____ Given entries

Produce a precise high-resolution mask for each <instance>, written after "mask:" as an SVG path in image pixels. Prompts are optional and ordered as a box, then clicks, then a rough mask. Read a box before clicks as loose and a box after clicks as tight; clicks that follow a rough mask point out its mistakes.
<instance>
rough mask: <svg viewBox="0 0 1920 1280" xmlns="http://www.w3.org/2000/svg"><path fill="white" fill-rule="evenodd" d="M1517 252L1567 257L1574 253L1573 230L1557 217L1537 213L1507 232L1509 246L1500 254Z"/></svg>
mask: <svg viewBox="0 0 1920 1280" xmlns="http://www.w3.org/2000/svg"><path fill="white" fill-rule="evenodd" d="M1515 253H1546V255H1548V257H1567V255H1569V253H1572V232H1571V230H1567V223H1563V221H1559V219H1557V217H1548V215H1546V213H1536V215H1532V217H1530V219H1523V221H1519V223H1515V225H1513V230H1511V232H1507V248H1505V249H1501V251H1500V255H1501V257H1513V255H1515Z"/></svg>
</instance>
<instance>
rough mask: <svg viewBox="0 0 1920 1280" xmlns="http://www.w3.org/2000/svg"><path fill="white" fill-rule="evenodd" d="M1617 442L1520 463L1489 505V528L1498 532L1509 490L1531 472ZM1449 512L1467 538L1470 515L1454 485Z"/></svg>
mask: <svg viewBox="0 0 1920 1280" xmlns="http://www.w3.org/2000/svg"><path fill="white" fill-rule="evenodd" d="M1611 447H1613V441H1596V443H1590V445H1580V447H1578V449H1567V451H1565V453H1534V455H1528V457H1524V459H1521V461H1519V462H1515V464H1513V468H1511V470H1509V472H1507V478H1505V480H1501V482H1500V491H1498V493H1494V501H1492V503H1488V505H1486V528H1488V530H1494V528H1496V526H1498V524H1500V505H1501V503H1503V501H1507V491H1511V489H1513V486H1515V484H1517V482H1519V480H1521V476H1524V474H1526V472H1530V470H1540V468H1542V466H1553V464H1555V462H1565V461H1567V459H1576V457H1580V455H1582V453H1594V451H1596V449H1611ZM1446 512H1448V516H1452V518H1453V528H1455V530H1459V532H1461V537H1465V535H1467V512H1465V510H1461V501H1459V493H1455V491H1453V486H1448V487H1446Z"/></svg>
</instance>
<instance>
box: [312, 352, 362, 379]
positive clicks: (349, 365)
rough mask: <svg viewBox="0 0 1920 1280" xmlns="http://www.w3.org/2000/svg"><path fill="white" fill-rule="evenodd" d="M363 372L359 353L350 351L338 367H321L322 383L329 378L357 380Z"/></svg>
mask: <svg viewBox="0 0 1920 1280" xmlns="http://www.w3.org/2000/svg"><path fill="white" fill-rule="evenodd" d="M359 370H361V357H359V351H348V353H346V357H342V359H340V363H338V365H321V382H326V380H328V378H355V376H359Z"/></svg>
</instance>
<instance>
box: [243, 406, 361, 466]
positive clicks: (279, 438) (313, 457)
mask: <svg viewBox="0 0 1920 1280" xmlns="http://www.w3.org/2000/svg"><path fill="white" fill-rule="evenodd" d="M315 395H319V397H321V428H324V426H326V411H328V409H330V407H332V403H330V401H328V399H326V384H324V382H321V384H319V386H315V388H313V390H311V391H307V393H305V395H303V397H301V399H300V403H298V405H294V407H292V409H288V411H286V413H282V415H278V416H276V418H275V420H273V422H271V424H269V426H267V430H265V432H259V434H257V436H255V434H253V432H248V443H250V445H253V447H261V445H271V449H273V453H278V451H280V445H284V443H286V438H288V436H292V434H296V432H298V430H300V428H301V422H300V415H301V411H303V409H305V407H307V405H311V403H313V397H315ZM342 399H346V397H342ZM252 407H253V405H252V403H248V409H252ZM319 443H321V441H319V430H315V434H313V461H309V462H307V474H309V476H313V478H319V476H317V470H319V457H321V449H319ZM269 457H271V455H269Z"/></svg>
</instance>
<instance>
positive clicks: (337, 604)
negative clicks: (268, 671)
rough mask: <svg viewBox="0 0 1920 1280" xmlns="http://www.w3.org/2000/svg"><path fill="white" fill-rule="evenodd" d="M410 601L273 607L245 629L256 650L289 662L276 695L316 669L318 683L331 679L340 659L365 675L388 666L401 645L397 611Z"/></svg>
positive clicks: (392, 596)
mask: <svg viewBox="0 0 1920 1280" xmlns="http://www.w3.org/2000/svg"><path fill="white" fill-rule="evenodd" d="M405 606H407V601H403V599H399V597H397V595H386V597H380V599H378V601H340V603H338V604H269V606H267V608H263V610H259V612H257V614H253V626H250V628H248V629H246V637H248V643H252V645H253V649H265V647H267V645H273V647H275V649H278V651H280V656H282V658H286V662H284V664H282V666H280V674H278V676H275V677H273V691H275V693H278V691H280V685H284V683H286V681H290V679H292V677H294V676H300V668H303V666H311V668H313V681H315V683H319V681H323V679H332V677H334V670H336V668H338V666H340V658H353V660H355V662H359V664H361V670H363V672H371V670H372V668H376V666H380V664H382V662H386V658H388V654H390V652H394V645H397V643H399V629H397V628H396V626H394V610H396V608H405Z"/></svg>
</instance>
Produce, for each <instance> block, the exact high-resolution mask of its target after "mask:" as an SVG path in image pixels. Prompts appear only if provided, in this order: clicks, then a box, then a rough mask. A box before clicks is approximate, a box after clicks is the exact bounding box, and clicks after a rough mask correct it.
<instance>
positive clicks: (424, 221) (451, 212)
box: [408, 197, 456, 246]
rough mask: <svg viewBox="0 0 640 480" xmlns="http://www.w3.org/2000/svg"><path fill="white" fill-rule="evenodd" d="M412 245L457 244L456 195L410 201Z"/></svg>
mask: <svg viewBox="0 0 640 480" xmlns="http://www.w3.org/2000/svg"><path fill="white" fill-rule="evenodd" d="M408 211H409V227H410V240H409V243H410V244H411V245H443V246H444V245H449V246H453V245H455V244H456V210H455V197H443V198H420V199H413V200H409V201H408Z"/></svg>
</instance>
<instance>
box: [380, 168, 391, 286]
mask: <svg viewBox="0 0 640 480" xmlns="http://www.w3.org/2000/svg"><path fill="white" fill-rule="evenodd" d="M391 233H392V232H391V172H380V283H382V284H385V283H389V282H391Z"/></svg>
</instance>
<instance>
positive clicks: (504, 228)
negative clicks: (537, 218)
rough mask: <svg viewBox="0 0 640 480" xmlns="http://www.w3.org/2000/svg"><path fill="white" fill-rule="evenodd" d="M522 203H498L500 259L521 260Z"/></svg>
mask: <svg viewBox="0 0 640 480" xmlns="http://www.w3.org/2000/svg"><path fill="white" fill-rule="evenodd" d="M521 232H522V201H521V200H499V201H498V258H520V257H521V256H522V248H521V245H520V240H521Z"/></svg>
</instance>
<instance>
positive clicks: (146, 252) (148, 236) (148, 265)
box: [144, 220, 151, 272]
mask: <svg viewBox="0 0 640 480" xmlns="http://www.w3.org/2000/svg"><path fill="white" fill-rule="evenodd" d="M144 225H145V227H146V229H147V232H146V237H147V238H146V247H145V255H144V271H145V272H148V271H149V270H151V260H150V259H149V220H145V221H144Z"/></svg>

________

- Exercise -
Give back exactly the lines beginning at the one with "Produce, for each" and ending at the final line of the material; both boundary lines belong in it.

- Output of the task -
Produce, for each <instance> block, the exact high-resolution mask of its target after "mask:" as an SVG path in image pixels. Prompts appear only if provided, in this order: clicks, then a box, then a rough mask. A box before clicks is approximate, a box after clicks is the exact bounding box, and clicks after a rough mask correct it.
<instance>
positive clicks: (424, 221) (451, 212)
box: [408, 197, 456, 246]
rough mask: <svg viewBox="0 0 640 480" xmlns="http://www.w3.org/2000/svg"><path fill="white" fill-rule="evenodd" d="M412 245L457 244L456 195L410 201Z"/></svg>
mask: <svg viewBox="0 0 640 480" xmlns="http://www.w3.org/2000/svg"><path fill="white" fill-rule="evenodd" d="M408 211H409V227H410V240H409V243H410V244H411V245H443V246H444V245H449V246H453V245H455V244H456V210H455V197H443V198H420V199H413V200H409V201H408Z"/></svg>
</instance>
<instance>
box: [380, 168, 391, 286]
mask: <svg viewBox="0 0 640 480" xmlns="http://www.w3.org/2000/svg"><path fill="white" fill-rule="evenodd" d="M391 233H392V232H391V172H380V283H382V284H385V283H389V282H391Z"/></svg>
</instance>
<instance>
positive clicks: (504, 228)
negative clicks: (537, 218)
rough mask: <svg viewBox="0 0 640 480" xmlns="http://www.w3.org/2000/svg"><path fill="white" fill-rule="evenodd" d="M522 203H498L500 259L521 260Z"/></svg>
mask: <svg viewBox="0 0 640 480" xmlns="http://www.w3.org/2000/svg"><path fill="white" fill-rule="evenodd" d="M521 232H522V201H521V200H499V201H498V258H520V257H521V256H522V248H521V245H520V240H521Z"/></svg>
</instance>
<instance>
positive clicks: (146, 252) (148, 236) (148, 265)
box: [144, 220, 151, 272]
mask: <svg viewBox="0 0 640 480" xmlns="http://www.w3.org/2000/svg"><path fill="white" fill-rule="evenodd" d="M144 225H145V227H146V229H147V232H146V237H147V238H146V247H145V255H144V271H145V272H148V271H149V270H151V260H150V259H149V220H145V221H144Z"/></svg>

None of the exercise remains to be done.